Selected text:
THE southwest district of Penang where tourists would usually visit to get up close with nature and the local community is not drawing in visitors despite homestays now allowed to open.
Teluk Bahang Homestay manager Rozita Omar, who oversees 11 homestay units near the Penang National Park, said since reopening two weeks ago, there had been no bookings.
“We are offering a 20% discount off the usual rates and each stay comes with free breakfast.
“Four of our units are private rooms with their own entrance while seven other units are within the same house.
“Although some tourist attractions here are still closed, visitors can relax within the quiet neighbourhood next to the beach.
“Villagers here are ready to assist in all their needs and for them to learn more about us,” she said.
Rozita said stricter standard operating procedures (SOP) for the homestays were introduced to instil confidence among guests such as frequent sanitising of the rooms and limiting the number of guests to each room.
“No more crowding is allowed and the number of guests allowed for each room is according to its size and number of beds,” she said.

Required action: Continue the article on homestays in Penang's southwest district, starting after its final sentence.

Collected data:

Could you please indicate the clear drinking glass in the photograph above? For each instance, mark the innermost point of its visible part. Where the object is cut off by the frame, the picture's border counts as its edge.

Result:
Despite poor response from visitors, she was grateful to be allowed to reopen.
“Our guests are usually made up of 40% foreign tourists and 60% locals from other states.
“Hopefully locals living here would support us as their stay would mean added income for villagers.
“Many of us here who help out to clean and manage the homestays are housewives whose husbands are low-income earners such as fishermen,” she said.
Over at Pulau Betong, Desa Lestari Homestay Pulau Betong chairman Amir Yusoff said the homestay operators there decided to remain closed until Covid-19 tapers off.
“All 11 homestay units sharing with families and 10 homestay units of individual houses have remained closed since March last year.“The high number of Covid-19 cases is the main concern for us to remain closed although it is a big burden to maintain the properties after almost two years.
“The surroundings need to be cleaned frequently and buildings need to be kept in good order as they’re part of the village we live in,” he said.
Amir said to prevent further losses, some owners temporarily turned their homestay units into rented houses.
“We used to charge guests RM90 per person which includes a welcoming ceremony and at least four meals daily.
“They get to experience our lifestyle and we would receive an average of nine days of occupancy every month before the movement control order (MCO) came into effect.
“Private houses are rented at a charge of between RM150 and RM450 per night.
“Without this income during the pandemic, owners suffer a huge loss of income,” he said.
The community however plans to revive the homestay business once the pandemic eases.
“We will offer durian season promotions as the village is surrounded by durian orchards.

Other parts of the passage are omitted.